## [Given problem]
Reproduce verbatim the lines of the entries below, beginning with the line that contains "Provide the segmentation of every instance of the mountain" and ending with the line that contains "47 171 L 58", both included.

## [Data for processing]
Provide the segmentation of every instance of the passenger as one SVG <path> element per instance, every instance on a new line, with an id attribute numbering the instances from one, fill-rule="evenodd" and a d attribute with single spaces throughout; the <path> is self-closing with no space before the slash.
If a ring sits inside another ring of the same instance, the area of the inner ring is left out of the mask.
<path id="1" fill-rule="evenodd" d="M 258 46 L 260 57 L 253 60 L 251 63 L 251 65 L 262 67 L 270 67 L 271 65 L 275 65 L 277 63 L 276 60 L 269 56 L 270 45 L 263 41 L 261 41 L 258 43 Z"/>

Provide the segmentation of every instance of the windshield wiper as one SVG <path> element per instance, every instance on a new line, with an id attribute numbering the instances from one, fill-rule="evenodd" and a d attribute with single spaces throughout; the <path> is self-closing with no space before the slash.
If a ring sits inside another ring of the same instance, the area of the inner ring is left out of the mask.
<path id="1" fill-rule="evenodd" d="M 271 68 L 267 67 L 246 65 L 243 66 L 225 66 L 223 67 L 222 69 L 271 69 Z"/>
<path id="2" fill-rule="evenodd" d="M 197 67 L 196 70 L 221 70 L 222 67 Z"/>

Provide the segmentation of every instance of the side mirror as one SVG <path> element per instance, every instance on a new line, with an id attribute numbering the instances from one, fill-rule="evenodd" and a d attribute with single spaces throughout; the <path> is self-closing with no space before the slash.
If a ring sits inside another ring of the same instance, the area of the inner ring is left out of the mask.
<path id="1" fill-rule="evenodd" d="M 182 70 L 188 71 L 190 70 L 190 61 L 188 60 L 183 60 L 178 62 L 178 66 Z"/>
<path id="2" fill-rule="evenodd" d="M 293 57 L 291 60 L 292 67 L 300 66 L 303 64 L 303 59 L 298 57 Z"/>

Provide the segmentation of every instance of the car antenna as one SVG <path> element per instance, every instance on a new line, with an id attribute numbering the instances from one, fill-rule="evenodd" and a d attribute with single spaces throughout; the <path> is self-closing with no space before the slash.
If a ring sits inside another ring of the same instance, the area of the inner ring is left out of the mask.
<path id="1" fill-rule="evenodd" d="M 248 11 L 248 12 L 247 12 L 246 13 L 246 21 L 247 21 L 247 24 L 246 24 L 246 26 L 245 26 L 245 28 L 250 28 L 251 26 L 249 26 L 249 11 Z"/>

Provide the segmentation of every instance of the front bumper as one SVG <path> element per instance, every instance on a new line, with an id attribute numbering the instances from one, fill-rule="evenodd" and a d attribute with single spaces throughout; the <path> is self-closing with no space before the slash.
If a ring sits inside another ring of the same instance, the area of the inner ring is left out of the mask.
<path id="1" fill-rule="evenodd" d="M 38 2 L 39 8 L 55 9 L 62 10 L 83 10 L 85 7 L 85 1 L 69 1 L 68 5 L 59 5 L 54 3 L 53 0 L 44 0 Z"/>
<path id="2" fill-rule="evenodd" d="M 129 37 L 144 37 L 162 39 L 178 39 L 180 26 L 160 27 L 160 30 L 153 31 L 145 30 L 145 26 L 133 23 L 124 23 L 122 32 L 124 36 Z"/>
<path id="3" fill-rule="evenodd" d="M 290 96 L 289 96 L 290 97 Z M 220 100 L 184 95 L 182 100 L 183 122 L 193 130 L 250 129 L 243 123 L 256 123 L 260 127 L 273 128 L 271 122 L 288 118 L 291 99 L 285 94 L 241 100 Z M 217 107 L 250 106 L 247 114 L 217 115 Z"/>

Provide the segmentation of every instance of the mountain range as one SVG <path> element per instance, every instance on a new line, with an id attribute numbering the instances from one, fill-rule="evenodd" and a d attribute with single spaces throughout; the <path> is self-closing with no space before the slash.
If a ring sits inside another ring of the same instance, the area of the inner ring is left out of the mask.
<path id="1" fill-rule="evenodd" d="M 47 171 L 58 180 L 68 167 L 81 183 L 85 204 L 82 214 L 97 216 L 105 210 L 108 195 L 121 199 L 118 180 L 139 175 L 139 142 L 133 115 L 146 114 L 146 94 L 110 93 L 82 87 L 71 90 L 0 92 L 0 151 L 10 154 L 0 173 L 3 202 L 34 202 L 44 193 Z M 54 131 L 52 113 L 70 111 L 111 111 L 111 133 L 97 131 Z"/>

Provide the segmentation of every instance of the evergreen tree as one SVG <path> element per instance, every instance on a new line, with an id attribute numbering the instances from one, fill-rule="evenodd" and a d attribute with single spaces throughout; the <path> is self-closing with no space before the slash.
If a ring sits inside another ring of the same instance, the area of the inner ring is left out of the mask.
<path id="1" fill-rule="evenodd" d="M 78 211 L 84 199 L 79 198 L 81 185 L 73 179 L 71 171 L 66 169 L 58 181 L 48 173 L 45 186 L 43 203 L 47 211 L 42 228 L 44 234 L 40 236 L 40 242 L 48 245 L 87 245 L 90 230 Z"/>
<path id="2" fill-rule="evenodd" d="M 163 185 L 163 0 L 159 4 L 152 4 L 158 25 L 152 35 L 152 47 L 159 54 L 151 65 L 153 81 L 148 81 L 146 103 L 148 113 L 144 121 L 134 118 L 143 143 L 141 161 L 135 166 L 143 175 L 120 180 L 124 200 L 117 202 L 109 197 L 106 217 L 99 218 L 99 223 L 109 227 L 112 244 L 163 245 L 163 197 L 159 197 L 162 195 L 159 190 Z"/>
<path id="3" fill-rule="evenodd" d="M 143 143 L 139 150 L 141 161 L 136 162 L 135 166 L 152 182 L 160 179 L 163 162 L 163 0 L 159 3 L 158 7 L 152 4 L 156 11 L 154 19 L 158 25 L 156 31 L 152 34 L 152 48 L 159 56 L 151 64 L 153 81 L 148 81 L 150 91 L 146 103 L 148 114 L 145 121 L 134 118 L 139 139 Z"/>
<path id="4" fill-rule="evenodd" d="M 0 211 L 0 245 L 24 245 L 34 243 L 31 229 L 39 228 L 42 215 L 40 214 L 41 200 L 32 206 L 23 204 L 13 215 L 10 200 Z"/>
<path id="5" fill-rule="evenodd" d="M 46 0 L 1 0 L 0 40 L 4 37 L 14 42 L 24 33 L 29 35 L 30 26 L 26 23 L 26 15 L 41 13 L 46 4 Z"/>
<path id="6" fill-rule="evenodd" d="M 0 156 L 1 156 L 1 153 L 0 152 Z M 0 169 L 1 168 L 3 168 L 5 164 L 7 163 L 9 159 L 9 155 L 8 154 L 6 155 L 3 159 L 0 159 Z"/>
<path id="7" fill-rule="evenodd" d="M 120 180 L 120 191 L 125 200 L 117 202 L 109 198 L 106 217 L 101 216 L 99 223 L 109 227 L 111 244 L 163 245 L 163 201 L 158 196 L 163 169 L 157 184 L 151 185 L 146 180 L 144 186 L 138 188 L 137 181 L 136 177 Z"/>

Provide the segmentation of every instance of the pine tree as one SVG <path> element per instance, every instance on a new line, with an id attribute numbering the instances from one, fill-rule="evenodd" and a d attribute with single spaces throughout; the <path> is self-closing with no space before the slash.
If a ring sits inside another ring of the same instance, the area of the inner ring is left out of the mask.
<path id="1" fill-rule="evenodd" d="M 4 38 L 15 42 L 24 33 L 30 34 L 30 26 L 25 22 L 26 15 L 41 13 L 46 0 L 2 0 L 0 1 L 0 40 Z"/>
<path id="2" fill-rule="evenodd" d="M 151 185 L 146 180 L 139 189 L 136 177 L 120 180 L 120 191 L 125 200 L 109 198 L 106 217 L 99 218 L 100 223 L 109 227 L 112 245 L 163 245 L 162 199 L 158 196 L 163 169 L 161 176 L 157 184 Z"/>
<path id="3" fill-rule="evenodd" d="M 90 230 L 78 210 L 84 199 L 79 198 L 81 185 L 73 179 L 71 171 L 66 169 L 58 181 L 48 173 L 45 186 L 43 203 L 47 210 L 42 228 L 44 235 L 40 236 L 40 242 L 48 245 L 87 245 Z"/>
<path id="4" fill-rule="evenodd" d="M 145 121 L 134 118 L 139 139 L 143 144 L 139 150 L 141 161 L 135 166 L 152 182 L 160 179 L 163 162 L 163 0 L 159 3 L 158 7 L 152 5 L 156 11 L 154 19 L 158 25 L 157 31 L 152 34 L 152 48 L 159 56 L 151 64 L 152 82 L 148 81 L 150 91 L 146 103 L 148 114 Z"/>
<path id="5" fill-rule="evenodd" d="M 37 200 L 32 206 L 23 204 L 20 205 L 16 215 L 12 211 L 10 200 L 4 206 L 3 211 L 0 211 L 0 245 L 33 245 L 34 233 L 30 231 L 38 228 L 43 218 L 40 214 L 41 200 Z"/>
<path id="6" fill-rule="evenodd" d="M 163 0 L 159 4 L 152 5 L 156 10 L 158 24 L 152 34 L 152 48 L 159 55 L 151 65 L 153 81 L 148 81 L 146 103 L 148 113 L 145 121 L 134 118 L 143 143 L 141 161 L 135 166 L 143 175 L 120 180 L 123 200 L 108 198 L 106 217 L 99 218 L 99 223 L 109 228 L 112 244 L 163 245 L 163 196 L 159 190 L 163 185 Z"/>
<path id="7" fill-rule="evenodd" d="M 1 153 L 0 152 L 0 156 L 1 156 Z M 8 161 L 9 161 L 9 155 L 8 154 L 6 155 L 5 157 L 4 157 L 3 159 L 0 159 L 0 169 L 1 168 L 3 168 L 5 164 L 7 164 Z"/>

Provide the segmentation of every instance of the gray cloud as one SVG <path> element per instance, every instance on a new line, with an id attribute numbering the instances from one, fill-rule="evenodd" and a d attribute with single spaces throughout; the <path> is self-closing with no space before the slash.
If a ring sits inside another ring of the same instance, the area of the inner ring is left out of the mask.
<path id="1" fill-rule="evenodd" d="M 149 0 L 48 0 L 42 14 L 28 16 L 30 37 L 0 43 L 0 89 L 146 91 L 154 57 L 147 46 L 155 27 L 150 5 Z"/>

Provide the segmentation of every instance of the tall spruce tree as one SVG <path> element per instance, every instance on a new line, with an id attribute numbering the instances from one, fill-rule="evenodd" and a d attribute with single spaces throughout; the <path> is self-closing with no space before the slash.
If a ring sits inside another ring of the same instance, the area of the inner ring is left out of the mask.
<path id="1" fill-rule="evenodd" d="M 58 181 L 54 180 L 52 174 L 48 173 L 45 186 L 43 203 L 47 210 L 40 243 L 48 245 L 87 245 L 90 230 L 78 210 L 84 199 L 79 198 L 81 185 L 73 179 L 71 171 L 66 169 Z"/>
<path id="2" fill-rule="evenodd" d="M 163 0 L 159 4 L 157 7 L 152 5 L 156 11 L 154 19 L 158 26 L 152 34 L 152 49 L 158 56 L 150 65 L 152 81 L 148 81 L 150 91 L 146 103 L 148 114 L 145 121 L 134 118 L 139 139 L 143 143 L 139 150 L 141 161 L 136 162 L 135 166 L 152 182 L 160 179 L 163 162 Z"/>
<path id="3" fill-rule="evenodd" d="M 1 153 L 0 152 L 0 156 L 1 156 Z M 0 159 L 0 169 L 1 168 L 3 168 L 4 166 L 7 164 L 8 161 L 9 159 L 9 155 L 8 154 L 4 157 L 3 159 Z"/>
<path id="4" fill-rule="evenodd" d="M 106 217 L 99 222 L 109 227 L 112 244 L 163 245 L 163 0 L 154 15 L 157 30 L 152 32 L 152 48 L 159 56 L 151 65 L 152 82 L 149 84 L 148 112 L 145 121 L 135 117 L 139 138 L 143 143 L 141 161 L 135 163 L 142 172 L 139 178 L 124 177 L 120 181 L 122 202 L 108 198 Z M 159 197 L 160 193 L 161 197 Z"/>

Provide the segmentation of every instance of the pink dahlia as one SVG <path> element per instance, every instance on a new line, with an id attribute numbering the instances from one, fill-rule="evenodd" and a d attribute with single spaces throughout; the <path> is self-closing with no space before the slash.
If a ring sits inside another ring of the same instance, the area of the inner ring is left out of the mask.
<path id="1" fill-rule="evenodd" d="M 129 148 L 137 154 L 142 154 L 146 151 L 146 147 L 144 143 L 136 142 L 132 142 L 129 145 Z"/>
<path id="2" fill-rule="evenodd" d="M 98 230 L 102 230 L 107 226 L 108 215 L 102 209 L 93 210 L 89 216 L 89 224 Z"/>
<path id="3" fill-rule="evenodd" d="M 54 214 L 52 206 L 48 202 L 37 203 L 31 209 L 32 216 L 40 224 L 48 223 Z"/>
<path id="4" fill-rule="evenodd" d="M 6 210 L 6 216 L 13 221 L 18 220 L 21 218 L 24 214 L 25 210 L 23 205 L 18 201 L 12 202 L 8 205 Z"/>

## [Task solution]
Provide the segmentation of every instance of the mountain range as one SVG <path> element per instance, every instance on a new line, with an id attribute numbering the instances from one, fill-rule="evenodd" and a d attribute with single spaces throughout; the <path> is self-closing with no space before the slash.
If a ring sits inside another ring of the same instance, the area of the inner ring is left out of the mask.
<path id="1" fill-rule="evenodd" d="M 47 171 L 58 180 L 68 167 L 81 183 L 85 204 L 82 214 L 97 216 L 105 210 L 108 195 L 121 199 L 118 180 L 139 175 L 139 142 L 133 115 L 146 114 L 146 94 L 110 93 L 82 87 L 71 90 L 0 92 L 0 151 L 10 154 L 0 173 L 3 202 L 34 202 L 44 193 Z M 54 131 L 52 113 L 70 111 L 111 111 L 111 133 L 97 131 Z"/>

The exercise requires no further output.